New Brooklyn Blog on the Block: Brooklyn Mabel

You are going to love this blog. It’s called Brooklyn Mabel and it captures the many moods of Mabel, who is funny and shy—but not that shy. She’s also introspective and oh-so-neurotic.

She even wrote about birthing the blog:

Push………………………..!!!!!!!!!!!!!!!!!!! Puuuuuuuuuuuuuushhhhhhhhhh!!!!!!! Just
one more big push and she’s out!!! Congratulations, you’ve just given
birth to your first blog. Oh, my god, now what do I do? Do I have to
take care of it? Feed it? Pay attention to it when I’m tired and just
want to space out?

Why do people write blogs anyway? As soon as
I made the decision to write this blog it started freaking everyone
out. My 10-year-old son Trevor was stressing out, "Are you going to
write negative things about me? If I get in trouble are you going to
post it on your blog?" Trevor asked in a worried voice. I think he’s
scared that the whole frigging world is going to know about his self
conscious prepubescent life.

§ PROBLEMS:
**1)** List each trait the blog post's opening paragraph attributes to Mabel.
**2)** According to the blog post, how old is Mabel's son Trevor?
**3)** From the blog post, return the passage that begins at the words "You are going" and stops after "introspective and oh-so-neurotic.".

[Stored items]
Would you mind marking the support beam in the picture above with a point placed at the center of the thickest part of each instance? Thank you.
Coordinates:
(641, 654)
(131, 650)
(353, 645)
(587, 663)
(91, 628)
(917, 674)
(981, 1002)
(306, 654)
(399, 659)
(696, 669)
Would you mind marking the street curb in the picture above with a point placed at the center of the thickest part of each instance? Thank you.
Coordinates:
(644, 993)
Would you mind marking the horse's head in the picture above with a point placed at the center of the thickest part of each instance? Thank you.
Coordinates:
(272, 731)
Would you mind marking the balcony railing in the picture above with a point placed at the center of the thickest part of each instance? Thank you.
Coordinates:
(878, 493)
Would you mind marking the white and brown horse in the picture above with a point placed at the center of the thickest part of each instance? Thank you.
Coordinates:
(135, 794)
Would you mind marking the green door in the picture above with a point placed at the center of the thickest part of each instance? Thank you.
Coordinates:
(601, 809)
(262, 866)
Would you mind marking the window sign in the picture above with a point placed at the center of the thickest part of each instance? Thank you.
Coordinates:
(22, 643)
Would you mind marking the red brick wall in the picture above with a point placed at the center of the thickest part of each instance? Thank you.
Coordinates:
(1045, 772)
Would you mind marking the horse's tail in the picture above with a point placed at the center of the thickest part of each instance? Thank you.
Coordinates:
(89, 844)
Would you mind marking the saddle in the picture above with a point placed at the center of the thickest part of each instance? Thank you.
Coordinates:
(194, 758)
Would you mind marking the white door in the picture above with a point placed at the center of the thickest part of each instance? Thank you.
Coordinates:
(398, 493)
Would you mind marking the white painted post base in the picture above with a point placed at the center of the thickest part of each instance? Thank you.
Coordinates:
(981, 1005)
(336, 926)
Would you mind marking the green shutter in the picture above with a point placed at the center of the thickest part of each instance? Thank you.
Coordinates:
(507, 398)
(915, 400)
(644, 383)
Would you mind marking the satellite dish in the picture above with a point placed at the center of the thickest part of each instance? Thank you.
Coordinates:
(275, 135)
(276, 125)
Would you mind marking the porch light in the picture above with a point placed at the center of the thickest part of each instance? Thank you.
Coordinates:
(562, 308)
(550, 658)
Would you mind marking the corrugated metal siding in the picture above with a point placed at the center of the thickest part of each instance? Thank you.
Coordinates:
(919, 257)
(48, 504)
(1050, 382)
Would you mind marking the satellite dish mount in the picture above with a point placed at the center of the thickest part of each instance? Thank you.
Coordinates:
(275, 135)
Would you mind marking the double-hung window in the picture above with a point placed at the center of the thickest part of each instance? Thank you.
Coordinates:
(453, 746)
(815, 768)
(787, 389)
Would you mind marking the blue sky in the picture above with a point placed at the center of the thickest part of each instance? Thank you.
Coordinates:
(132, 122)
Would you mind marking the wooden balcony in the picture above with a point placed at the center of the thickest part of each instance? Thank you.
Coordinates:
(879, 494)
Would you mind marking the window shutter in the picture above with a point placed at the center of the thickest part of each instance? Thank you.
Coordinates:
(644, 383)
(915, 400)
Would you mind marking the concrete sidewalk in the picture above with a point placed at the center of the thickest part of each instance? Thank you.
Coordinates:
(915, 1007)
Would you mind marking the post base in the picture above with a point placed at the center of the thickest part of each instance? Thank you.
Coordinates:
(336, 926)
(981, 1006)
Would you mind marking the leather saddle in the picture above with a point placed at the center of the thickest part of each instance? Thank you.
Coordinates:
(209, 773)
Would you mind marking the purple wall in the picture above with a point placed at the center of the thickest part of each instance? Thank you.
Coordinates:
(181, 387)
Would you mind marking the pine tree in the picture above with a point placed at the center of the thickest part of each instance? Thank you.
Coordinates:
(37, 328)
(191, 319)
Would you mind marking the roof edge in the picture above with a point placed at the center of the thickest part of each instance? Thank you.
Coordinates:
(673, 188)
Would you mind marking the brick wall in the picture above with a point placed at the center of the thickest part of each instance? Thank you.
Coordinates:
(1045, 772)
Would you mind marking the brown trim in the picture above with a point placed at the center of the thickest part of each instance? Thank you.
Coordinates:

§ TASK RESULTS:
**1)** funny, shy (but not that shy), introspective, oh-so-neurotic

**2)** He is 10 years old.

**3)**
You are going to love this blog. It’s called Brooklyn Mabel and it captures the many moods of Mabel, who is funny and shy—but not that shy. She’s also introspective and oh-so-neurotic.